[Stored data entries]
>> Begin

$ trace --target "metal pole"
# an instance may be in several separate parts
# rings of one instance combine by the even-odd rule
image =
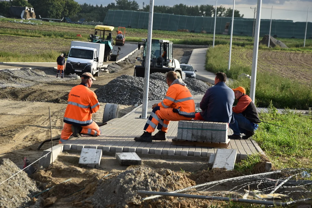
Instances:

>> End

Task requirements | Rewrite all of the records above, putting "wooden post" wherever "metal pole" appears and keeping every other line the same. Leave the pictures out of your answer.

Correct output |
$ trace --target "wooden post"
# an instance may be in several separate parts
# rings of one instance combine by the even-odd rule
image =
Instances:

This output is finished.